-- BEGIN Selected passage --

Amongst my first thoughts was that it could possibly be combined with the TRiSeK V3 to produce 100% unquestionable trisections. The key feature is the new connection to the top line by the OM vertical line. I was on my way to doing something more complicated wen I decided to try a line from this new O point to the CD oRKZ- intersection. Like majik it showed perfect numbers.

So, after watching Magnum Force, delivering a job and getting some sleep, here I am again looking at a reeeeeellly close almost insted of perfection. Some how during the intervening hours, 15^{o} degenerated into 14.999999999999918^{o}. 30^{o} is now 30.00000000001^{o}. In the daylite, my Nobel prize in the booming field of applied trigonometric twangularificationology is really a tarnished video arcade token. Perhaps the ghost of Wantzell was granted a few moments of influence to kibosh this threat to his accomplishment by the Adjustment Bureau, tweeking my computer's brain *just enuff* to thwart me again. OR, quite the opposite and far more likely, the little gremlin in my computer was fooling me with 'perfect' angles to get a few laffs.

-- END Selected passage --

Exercise prompt:
Write the next part of the passage on the trisection attempt, starting after its final sentence.

-- BEGIN Record list --

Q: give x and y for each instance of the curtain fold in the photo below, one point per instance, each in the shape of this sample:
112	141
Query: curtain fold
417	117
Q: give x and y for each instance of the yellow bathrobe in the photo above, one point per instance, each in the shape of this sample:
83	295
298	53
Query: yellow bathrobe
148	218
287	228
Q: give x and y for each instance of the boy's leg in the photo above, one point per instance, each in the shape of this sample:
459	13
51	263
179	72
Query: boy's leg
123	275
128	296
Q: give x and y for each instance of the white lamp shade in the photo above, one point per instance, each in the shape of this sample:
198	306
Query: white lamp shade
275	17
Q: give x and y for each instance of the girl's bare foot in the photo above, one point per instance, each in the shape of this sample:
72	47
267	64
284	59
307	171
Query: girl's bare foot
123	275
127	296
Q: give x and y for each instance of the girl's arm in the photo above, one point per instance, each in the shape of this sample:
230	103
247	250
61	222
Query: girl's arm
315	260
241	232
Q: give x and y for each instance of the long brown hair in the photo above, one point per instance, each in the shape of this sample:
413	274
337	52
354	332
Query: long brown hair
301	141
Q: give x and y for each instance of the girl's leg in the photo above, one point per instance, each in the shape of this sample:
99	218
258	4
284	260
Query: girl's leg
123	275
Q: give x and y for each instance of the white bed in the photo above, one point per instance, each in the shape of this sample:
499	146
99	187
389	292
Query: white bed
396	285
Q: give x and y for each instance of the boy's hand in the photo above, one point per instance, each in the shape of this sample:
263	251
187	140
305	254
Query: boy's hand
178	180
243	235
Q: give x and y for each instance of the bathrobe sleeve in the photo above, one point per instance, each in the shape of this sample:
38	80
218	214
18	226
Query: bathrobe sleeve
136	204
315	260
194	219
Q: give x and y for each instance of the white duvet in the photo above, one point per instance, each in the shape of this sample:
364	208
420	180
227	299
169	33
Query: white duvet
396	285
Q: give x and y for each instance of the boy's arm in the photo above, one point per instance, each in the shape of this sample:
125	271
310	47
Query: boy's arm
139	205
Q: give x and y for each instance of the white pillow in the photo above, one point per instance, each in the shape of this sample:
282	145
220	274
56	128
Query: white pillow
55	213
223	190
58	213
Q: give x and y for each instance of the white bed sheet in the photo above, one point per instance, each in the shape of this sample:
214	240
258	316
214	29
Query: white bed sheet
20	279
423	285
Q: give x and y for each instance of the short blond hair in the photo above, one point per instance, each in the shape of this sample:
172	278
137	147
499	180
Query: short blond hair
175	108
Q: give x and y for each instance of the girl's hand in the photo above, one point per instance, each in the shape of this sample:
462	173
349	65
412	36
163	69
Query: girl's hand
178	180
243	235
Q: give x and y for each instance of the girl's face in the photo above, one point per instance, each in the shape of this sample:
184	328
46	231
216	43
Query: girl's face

-- END Record list --

Solved problem:
Need to get Kolchak on the case....Waitaminit.

Just had another idea. And wuznt I working on a more complex arrangement before I tried that shortcut?

None of the more complicated ideas worked. Tried a very convoluted contraption that was perfect at 54^{o}, but useless at any other angle. Spent the last 4 days making the Photoshop drawing for V4. I also tested it in a new way that goes far beyond what the software shows in numbers.

Gotta get some sleeeep. I've been in this chair so long I'm starting to waddle like Roger from American Dad.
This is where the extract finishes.